§ Text section
1. Purchase and Sale of Common Stock and the Warrants.
a. Common Stock and the Warrants
i. The Common Stock. Subject to the terms and conditions of this Agreement, the Investor agrees to purchase from the Company 421,529 shares of Company Common Stock at a purchase price of $0.17 per share for an aggregate purchase price of $72,170.00. The 421,529 shares being issued to the Investor reflect a downward adjustment of 3,000 shares due to an over issuance of 3,000 shares to the Investor on 11/4/2009.
ii. The Warrants. Subject to the terms and conditions of this Agreement, the Investor agrees to purchase and the Company agrees to issue to the Investor at the Closing a Warrant in the form of Exhibit A to purchase 424,529 shares of Common Stock of the Company exercisable at $0.42 per share. The securities for which the Warrants are exercisable into are referred to as the "Warrant Common".
iii. The Securities. The Common Stock, the Warrants and the Warrant Common shall collectively be referred to as the "Securities".
b. Initial Closing.
The purchase and sale of the Units shall take place at the offices of the Company at 00000 Xxxxxx Xxxxxx, Xxxxxxxxxx, Xxxxxxxxxx 00000 ("Closing"). At the Closing, the Company shall deliver to the Investor the Securities, which such Investor is purchasing against delivery to the Company by such Investor of a check, wire transfer, or cancellation of indebtedness in the aggregate amount of the purchase price therefor payable to the Company's order.

§ Task description
Reproduce word for word the passage of the stock purchase text between "ii. The Warrants." and "b. Initial Closing.", inclusive.

§ Data rows

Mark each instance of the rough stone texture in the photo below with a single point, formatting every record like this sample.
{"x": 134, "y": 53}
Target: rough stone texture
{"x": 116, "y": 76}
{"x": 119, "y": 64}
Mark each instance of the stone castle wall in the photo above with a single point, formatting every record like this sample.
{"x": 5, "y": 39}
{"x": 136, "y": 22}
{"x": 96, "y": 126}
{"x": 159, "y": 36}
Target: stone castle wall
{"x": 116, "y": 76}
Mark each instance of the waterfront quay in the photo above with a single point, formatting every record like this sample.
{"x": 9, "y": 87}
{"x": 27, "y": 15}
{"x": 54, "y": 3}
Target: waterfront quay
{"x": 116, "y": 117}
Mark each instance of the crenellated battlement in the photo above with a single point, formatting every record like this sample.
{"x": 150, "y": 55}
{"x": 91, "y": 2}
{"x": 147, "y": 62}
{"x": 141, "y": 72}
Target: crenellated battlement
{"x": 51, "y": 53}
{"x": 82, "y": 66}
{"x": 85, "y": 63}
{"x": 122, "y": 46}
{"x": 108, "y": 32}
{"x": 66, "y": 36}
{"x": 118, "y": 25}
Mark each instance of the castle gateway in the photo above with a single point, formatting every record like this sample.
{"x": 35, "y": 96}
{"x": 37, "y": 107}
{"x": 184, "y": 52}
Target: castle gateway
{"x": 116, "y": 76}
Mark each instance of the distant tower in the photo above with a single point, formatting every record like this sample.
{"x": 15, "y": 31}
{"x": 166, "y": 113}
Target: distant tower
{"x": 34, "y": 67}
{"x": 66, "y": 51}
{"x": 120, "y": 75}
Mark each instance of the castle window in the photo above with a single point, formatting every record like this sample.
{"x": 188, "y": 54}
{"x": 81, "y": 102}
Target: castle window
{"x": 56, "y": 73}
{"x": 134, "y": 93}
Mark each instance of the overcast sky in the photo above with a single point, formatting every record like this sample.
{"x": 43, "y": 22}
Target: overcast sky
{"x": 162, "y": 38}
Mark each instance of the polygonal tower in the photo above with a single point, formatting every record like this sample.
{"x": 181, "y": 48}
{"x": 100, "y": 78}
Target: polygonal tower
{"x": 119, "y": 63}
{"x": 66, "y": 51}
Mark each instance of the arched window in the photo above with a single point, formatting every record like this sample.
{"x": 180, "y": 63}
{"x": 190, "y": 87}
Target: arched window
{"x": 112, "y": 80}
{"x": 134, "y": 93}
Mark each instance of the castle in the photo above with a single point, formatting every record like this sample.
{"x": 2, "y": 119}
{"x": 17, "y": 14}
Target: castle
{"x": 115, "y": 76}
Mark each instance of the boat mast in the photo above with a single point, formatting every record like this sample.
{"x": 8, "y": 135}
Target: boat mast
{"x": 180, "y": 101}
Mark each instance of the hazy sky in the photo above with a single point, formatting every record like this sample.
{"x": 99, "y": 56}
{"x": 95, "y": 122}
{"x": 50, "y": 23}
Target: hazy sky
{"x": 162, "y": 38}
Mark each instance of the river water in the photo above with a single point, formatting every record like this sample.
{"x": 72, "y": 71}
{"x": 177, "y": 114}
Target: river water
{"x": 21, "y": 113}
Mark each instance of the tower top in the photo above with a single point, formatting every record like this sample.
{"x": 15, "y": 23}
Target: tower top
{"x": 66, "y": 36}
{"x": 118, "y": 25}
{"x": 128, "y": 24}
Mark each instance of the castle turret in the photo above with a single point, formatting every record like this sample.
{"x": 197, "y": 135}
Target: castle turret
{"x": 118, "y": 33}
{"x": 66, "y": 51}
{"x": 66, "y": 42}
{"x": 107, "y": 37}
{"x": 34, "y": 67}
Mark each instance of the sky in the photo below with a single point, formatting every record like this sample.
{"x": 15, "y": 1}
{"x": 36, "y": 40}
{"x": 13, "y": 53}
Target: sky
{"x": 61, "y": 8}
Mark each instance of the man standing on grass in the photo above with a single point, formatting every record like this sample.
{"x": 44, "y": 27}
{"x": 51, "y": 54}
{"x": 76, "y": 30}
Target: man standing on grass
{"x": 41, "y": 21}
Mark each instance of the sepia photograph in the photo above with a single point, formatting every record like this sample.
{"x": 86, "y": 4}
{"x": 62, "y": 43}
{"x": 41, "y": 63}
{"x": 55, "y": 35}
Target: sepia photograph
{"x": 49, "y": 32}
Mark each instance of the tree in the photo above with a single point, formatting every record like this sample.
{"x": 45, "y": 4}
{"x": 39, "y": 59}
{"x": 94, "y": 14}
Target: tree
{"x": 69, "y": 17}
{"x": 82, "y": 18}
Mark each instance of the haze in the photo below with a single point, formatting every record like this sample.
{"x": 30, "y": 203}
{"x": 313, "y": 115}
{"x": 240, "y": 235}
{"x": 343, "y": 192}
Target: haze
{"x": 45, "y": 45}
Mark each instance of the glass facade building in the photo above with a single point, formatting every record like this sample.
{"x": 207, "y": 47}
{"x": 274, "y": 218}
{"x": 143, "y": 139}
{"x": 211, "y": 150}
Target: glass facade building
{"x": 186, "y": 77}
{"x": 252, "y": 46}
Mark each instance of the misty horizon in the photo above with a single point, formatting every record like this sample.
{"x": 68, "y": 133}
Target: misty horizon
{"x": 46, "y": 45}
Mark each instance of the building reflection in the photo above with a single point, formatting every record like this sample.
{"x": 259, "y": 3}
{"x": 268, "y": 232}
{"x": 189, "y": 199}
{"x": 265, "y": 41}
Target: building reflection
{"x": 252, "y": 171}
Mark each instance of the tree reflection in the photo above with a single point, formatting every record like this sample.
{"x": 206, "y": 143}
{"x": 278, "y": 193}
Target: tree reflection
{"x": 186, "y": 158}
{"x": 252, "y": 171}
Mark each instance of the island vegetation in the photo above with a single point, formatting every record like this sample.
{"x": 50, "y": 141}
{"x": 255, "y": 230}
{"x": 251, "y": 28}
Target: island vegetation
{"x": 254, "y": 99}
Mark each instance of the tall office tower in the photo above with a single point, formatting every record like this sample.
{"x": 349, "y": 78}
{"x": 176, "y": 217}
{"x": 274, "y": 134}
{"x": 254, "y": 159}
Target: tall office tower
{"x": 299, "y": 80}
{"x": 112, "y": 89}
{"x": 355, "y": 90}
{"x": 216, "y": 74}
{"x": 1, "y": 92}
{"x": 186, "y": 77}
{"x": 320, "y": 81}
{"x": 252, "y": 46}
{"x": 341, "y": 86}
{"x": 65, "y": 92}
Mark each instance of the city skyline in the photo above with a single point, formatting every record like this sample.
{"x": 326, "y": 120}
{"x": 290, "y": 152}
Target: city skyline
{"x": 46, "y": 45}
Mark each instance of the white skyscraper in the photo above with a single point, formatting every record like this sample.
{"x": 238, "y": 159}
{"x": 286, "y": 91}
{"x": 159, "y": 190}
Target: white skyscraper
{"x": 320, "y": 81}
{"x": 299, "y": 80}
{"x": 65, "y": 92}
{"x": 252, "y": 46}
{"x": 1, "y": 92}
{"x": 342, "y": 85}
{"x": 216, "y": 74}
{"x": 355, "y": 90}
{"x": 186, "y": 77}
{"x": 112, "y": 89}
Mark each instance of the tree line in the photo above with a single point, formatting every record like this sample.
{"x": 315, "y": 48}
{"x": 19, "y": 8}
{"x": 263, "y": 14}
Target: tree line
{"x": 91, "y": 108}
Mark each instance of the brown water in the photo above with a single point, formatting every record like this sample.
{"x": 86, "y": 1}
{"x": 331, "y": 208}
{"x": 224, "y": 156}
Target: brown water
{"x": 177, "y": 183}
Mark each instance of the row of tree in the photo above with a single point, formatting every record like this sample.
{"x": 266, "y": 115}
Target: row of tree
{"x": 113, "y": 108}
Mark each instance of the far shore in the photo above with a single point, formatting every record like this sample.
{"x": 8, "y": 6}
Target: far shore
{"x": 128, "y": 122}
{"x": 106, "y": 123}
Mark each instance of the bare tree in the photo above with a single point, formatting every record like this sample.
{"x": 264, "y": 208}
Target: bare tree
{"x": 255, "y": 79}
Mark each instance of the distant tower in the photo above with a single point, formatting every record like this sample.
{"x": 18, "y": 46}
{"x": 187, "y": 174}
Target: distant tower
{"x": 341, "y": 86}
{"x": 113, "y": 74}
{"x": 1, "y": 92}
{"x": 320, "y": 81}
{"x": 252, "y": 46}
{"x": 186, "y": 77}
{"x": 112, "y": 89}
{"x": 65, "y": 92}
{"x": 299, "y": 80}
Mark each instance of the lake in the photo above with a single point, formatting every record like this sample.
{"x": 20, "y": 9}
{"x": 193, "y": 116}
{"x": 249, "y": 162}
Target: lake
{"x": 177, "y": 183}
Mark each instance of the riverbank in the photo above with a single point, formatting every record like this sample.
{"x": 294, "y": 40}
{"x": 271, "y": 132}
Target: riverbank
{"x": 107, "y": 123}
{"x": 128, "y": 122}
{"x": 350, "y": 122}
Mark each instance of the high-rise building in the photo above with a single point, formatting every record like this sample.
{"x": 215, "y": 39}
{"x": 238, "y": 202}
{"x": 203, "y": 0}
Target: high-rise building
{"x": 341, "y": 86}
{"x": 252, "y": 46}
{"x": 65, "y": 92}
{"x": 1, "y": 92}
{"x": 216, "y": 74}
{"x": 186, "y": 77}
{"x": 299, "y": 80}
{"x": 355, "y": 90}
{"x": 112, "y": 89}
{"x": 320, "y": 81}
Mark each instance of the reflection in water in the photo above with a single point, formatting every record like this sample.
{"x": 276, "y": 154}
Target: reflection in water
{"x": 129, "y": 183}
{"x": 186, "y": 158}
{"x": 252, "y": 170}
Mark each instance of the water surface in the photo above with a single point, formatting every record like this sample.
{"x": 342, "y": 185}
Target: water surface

§ Written answer
ii. The Warrants. Subject to the terms and conditions of this Agreement, the Investor agrees to purchase and the Company agrees to issue to the Investor at the Closing a Warrant in the form of Exhibit A to purchase 424,529 shares of Common Stock of the Company exercisable at $0.42 per share. The securities for which the Warrants are exercisable into are referred to as the "Warrant Common".
iii. The Securities. The Common Stock, the Warrants and the Warrant Common shall collectively be referred to as the "Securities".
b. Initial Closing.